Rewrite the listing from the line containing "Target: stack of red pipes" through its end, changing "metal railing" to "steel railing" and leaving everything else unchanged.
--- INPUT DATA ---
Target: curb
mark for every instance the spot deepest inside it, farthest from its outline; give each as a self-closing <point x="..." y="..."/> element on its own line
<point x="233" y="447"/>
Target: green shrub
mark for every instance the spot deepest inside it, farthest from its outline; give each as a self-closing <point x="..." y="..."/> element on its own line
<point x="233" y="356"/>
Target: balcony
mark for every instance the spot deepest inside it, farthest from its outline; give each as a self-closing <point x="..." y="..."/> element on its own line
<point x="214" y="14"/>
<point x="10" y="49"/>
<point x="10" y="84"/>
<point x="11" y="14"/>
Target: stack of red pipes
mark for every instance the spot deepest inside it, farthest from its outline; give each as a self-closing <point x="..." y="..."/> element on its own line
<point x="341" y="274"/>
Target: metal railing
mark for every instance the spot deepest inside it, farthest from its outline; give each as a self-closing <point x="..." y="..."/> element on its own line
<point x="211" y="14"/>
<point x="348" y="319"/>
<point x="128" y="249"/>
---
#### EXERCISE OUTPUT:
Target: stack of red pipes
mark for every instance the spot deepest inside it, farthest from its outline; give each as a self-closing <point x="..." y="..."/> element on its own line
<point x="341" y="274"/>
Target: steel railing
mark for every instance the spot deepest inside it, farthest from its outline; give each as a self-closing <point x="..." y="..."/> element on its own line
<point x="211" y="14"/>
<point x="348" y="319"/>
<point x="128" y="249"/>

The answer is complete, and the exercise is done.